- [設問 1]:
ブラックバイトに関する文章のうち、「- ブラックバイトの可能性が高い職種は何?」から「害が出ているかだと思われる。」までをすべて、一字も変えずに書き写してください。

- [ページ抜粋]:

アルバイトは、大学生の9割以上が経験すると言われている。その中にはブラックバイトと呼ばれる、過酷なアルバイトに従事する学生も少なからず存在する。
ブラックバイトを聞いたことのない学生は少ないと思うが、今回は大学生が陥りがちなブラックバイトについての理解を深め、どのような対策が必要か考えていく。
- ブラックバイトって何?
- ブラックバイトにはどんな特徴があるの?
- ブラックバイトの可能性が高い職種は何?
この記事の目次
ブラックバイトとは?
狭義の定義
『学生であることを尊重しないアルバイトのこと。フリーターの増加や非正規雇用労働の基幹化が進む中で登場した。低賃金であるにもかかわらず、正規雇用労働者並みの義務やノルマを課されたり、学生生活に支障をきたすほどの重労働を強いられることが多い。』ブラックバイトユニオン
広義の定義
『学生の無知や立場の弱さにつけ込むような形での違法行為が当たり前となっているアルバイトのこと。違法行為として、例えば、残業代不払い、休憩時間の不付与、不合理な罰金の請求、パワハラ・セクハラの放置などがあげられる。』ブラックバイトユニオン
難しいのが、どこまでがブラックバイトでなくてどこからがブラックバイトであるかだ。判断の基準となるのは、違法性があるかと、どれだけの実害が出ているかだと思われる。
ブラックバイトの背景
シンプルにまとめるなら、「非正規雇用に頼る企業が増え、アルバイトに過酷な労働を強いるようになったから」だが、せっかくなので色々な視点から考えてみる。
- 非正規雇用による人件費削減
- フリーターの増加
- 不景気と授業料の増加
- 大学全入時代の到来
- グローバル化・テクノロジーの進歩
- インターネットの普及
- ソーシャルメディアの普及
不況により非正規雇用が増加し、労働者派遣法改正といった労働市場の緩和策が企業の非正規雇用を後押しした。そこからアルバイト・フリーターの効率的な活用がなされていき、高度にマニュアル化された仕事を安い賃金で雇った人材に任せるようになった。
ここまで広まったのはソーシャルメディアの普及やメディアによる拡散の貢献も大きい。
ブラックバイトの特徴
あなたのバイト先が以下のような特徴に当てはまったら、ブラックバイトである可能性が高い。

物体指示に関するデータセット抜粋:
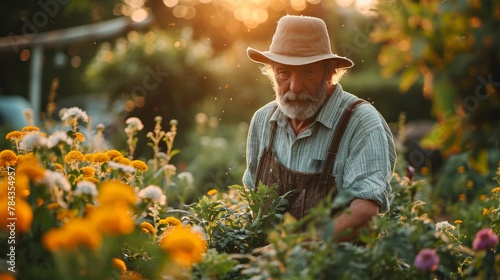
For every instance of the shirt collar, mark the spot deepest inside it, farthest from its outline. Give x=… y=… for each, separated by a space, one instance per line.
x=326 y=114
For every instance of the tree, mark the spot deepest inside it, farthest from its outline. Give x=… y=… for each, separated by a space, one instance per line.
x=454 y=48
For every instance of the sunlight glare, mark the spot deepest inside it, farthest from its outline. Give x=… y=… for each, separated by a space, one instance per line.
x=344 y=3
x=136 y=4
x=298 y=5
x=170 y=3
x=366 y=6
x=139 y=15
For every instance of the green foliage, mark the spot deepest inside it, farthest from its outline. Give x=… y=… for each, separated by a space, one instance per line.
x=242 y=229
x=452 y=46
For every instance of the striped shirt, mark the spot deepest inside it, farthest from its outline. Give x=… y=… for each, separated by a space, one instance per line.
x=365 y=160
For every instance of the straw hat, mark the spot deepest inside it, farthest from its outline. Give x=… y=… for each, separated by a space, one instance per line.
x=299 y=40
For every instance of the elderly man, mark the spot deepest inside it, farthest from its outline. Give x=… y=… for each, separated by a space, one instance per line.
x=316 y=138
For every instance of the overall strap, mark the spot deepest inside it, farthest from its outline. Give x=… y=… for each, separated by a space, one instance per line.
x=273 y=131
x=337 y=137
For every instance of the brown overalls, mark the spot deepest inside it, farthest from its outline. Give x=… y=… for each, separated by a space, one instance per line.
x=313 y=188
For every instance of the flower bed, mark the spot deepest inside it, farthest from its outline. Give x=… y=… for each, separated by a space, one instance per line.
x=73 y=210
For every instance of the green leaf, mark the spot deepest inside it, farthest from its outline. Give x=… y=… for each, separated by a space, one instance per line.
x=408 y=78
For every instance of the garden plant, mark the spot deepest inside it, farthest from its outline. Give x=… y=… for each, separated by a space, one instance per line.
x=73 y=210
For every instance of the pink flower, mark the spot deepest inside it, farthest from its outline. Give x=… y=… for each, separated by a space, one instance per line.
x=485 y=239
x=427 y=260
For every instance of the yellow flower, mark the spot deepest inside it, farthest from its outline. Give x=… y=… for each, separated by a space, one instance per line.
x=183 y=245
x=7 y=158
x=113 y=154
x=148 y=228
x=53 y=206
x=424 y=170
x=88 y=157
x=116 y=191
x=90 y=179
x=34 y=171
x=23 y=215
x=119 y=265
x=58 y=166
x=75 y=233
x=212 y=192
x=131 y=275
x=15 y=135
x=470 y=183
x=6 y=276
x=30 y=128
x=139 y=165
x=73 y=156
x=124 y=161
x=80 y=137
x=113 y=219
x=100 y=158
x=171 y=221
x=88 y=171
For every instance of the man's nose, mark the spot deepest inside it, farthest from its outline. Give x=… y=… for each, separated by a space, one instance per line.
x=296 y=83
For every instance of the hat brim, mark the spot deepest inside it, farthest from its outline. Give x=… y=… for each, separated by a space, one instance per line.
x=267 y=57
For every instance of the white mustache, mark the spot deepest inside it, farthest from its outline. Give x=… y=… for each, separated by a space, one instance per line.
x=301 y=96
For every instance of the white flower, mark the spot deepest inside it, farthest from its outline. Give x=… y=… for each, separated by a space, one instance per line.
x=154 y=193
x=54 y=179
x=187 y=178
x=444 y=226
x=32 y=139
x=134 y=124
x=74 y=113
x=86 y=187
x=122 y=167
x=58 y=137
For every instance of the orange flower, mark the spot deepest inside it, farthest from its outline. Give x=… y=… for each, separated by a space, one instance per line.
x=147 y=228
x=30 y=128
x=88 y=171
x=75 y=233
x=139 y=165
x=80 y=137
x=212 y=192
x=113 y=219
x=18 y=217
x=124 y=161
x=15 y=135
x=7 y=158
x=184 y=246
x=171 y=221
x=74 y=156
x=116 y=191
x=470 y=183
x=113 y=154
x=100 y=158
x=119 y=265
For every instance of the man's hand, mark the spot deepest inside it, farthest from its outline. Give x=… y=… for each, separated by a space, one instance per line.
x=359 y=213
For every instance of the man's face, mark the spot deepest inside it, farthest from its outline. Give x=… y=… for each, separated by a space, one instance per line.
x=301 y=90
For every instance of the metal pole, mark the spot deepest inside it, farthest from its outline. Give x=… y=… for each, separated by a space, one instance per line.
x=35 y=92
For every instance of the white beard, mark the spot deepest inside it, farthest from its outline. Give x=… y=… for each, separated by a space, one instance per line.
x=302 y=105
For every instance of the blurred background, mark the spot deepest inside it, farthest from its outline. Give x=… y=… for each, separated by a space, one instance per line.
x=430 y=67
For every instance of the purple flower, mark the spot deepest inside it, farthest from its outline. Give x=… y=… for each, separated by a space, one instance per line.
x=485 y=239
x=427 y=260
x=410 y=172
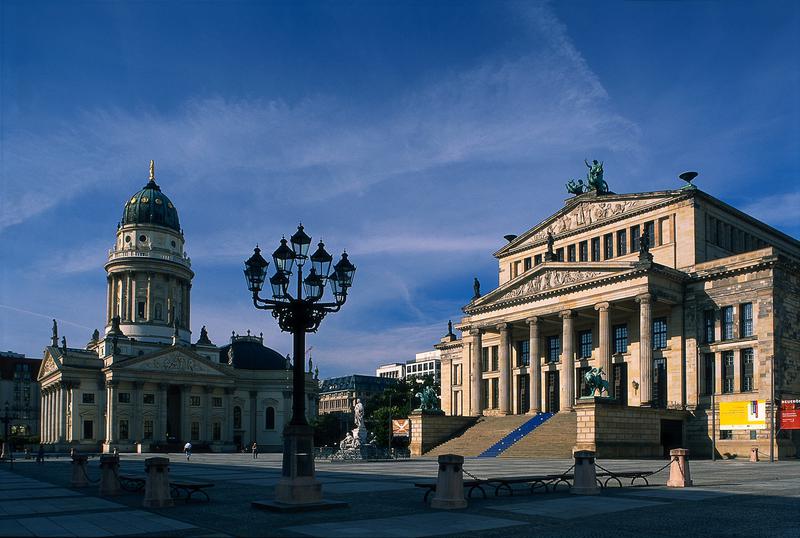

- [設問 2]:
上の行から、文字列「shirt」を含む行をすべて探し出し、そのまま書き出してください。大文字と小文字は区別します。

- [記述解答 1]:
- ブラックバイトの可能性が高い職種は何?
この記事の目次
ブラックバイトとは?
狭義の定義
『学生であることを尊重しないアルバイトのこと。フリーターの増加や非正規雇用労働の基幹化が進む中で登場した。低賃金であるにもかかわらず、正規雇用労働者並みの義務やノルマを課されたり、学生生活に支障をきたすほどの重労働を強いられることが多い。』ブラックバイトユニオン
広義の定義
『学生の無知や立場の弱さにつけ込むような形での違法行為が当たり前となっているアルバイトのこと。違法行為として、例えば、残業代不払い、休憩時間の不付与、不合理な罰金の請求、パワハラ・セクハラの放置などがあげられる。』ブラックバイトユニオン
難しいのが、どこまでがブラックバイトでなくてどこからがブラックバイトであるかだ。判断の基準となるのは、違法性があるかと、どれだけの実害が出ているかだと思われる。

- [記述解答 2]:
For every instance of the shirt collar, mark the spot deepest inside it, farthest from its outline. Give x=… y=… for each, separated by a space, one instance per line.
For every instance of the striped shirt, mark the spot deepest inside it, farthest from its outline. Give x=… y=… for each, separated by a space, one instance per line.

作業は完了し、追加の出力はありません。